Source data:
%%
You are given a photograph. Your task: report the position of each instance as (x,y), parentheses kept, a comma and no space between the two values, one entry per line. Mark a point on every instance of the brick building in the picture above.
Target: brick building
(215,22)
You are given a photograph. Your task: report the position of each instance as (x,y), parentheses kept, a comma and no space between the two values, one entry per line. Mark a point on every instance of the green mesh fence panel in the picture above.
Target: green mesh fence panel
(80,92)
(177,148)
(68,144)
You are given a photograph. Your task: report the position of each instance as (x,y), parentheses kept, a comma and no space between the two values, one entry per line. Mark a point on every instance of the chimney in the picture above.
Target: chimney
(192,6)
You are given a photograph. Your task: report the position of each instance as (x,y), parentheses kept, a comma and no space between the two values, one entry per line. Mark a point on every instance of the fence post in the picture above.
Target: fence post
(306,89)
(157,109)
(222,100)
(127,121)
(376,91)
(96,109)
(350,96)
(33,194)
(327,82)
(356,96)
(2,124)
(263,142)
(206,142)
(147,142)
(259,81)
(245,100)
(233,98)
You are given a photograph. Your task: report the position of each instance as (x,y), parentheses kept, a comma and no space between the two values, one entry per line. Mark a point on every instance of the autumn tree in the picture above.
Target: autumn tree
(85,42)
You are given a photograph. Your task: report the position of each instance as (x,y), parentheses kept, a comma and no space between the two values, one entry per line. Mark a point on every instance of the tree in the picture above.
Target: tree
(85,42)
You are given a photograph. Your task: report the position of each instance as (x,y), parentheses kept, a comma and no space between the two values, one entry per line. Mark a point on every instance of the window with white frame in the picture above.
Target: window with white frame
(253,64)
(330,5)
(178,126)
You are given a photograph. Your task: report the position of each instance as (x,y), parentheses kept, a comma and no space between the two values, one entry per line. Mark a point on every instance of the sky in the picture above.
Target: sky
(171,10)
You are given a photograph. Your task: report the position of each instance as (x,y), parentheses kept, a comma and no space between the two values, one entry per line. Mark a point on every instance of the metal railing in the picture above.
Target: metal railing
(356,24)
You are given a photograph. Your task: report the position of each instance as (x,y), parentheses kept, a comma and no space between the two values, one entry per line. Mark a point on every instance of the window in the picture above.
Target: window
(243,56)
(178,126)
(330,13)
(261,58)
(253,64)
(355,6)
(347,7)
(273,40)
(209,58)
%%
- Task details -
Give a word-for-word copy of the records.

- Solved exercise -
You are given a photograph. Your task: report the position of each instance as (x,y), parentheses kept, a comma and no space between the two values, one entry per line. Mark a point on every instance of the brick building in the picture above.
Target: brick building
(215,22)
You are given a photograph. Your task: report the position of each instance as (x,y), parentheses kept, a comma and no space between the two values, one entry per line. Mark a point on every instance of the green mesh fence panel in the picture above.
Target: green mesh fence panel
(80,92)
(177,148)
(68,144)
You are given a photograph. Your task: report the position of each instance as (x,y), parentheses kept, a comma and no space between the two values, one entry per line. Mark a point on every instance of the chimney in the picture above.
Target: chimney
(192,6)
You are given a photograph. Your task: report the position of each instance as (x,y), parentheses kept, a comma and no space between the two values, one entry per line. Mark a point on every instance of the fence post in the picture above.
Target: fence post
(306,89)
(157,109)
(222,100)
(127,121)
(376,91)
(96,109)
(350,96)
(33,194)
(327,82)
(356,96)
(2,124)
(263,142)
(206,142)
(147,142)
(259,81)
(245,100)
(233,98)
You are given a photograph. Your task: report the position of each instance as (x,y), parentheses kept, a comma and no space between the two values, one entry per line. Mark a point on every instance of the autumn tree in the picture above.
Target: autumn tree
(85,42)
You are given a photograph. Your task: report the position of each instance as (x,y), parentheses kept, a comma and no space between the two values, one entry per line. Mark a point on every instance of the tree in the picture above.
Target: tree
(85,42)
You are given a photograph. Your task: report the position of each instance as (x,y), parentheses kept, a comma and no space between the two values, one entry per line. Mark a point on every instance of the window with white frame in the picture above.
Target: window with white frame
(253,64)
(330,5)
(178,126)
You are given a photograph. Your task: report the position of each instance as (x,y), parentheses kept, a comma and no space between the two values, one entry per line. Mark a point on every instance of the sky in the picture above.
Target: sky
(171,10)
You are given a photograph. Your task: report the position of each instance as (x,y), parentheses kept, a comma and no space between the two values, one entry per line. Mark a point on every instance of the metal railing in the picture above.
Target: metal railing
(356,24)
You are given a photograph. Your task: report the position of each instance as (x,y), parentheses kept, a comma and no space between the two values, one entry per line. Mark a point on every instance of the window in the picture above.
Target: window
(243,56)
(178,126)
(330,13)
(261,58)
(253,64)
(355,6)
(347,7)
(273,40)
(209,58)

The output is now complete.